* Work to complete
You are to retype all of the data exactly as it appears.
—————
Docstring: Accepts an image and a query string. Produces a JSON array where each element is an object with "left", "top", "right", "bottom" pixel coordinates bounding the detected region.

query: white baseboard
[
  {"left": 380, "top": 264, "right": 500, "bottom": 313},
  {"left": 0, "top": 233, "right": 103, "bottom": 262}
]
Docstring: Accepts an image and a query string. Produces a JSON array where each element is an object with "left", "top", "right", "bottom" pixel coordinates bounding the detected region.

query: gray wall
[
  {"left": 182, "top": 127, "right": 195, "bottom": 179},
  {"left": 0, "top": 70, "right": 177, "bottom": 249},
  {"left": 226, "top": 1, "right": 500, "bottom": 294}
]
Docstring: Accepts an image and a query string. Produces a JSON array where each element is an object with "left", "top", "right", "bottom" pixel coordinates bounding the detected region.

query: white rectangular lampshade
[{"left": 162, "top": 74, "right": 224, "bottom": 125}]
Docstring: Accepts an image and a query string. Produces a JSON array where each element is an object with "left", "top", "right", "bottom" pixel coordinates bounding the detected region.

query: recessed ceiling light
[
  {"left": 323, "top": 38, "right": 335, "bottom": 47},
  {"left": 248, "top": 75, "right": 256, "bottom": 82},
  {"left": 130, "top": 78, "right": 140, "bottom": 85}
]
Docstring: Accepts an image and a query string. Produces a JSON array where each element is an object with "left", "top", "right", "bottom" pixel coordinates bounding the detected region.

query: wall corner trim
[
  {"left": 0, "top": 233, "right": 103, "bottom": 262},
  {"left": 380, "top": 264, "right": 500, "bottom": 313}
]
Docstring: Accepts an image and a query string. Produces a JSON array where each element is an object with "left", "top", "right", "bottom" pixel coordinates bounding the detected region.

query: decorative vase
—————
* Result of the exercise
Docstring: Accepts an image and a query string. Produces a JSON array where each element is an object with "left", "top", "right", "bottom" pixel coordinates bounding the detected region.

query: white baseboard
[
  {"left": 380, "top": 264, "right": 500, "bottom": 313},
  {"left": 0, "top": 233, "right": 103, "bottom": 262}
]
Docstring: Accepts an image and a query string. Produces a JSON array where each element is an object with "left", "top", "right", "bottom" pixel coordinates bounding the detected region.

query: gray wall
[
  {"left": 182, "top": 127, "right": 195, "bottom": 179},
  {"left": 0, "top": 70, "right": 177, "bottom": 249},
  {"left": 226, "top": 1, "right": 500, "bottom": 294}
]
Docstring: Accepts an image and a query string. Produces a JSON array where each element is an object with "left", "top", "right", "bottom" pixel coordinates bounding the detected region.

query: white rectangular lampshade
[{"left": 162, "top": 74, "right": 224, "bottom": 125}]
Docstring: Accepts an image and a query string. Produces a JSON array where each element is an object with "left", "top", "right", "bottom" pixel coordinates bounding the detected region.

query: recessed ceiling light
[
  {"left": 323, "top": 38, "right": 335, "bottom": 47},
  {"left": 248, "top": 75, "right": 256, "bottom": 82},
  {"left": 130, "top": 78, "right": 140, "bottom": 85}
]
Docstring: Accepts an image and a query string. Produces a JSON array where each element is an object with "left", "top", "right", "bottom" pixel coordinates bounding the detected region.

query: wall corner trim
[
  {"left": 0, "top": 233, "right": 103, "bottom": 262},
  {"left": 380, "top": 264, "right": 500, "bottom": 313}
]
Docstring: Accepts an image and a query string. Produces a JSON array where each element is an object with "left", "top", "right", "bottom" pixel coordinates bounding the detected region.

query: decorative vase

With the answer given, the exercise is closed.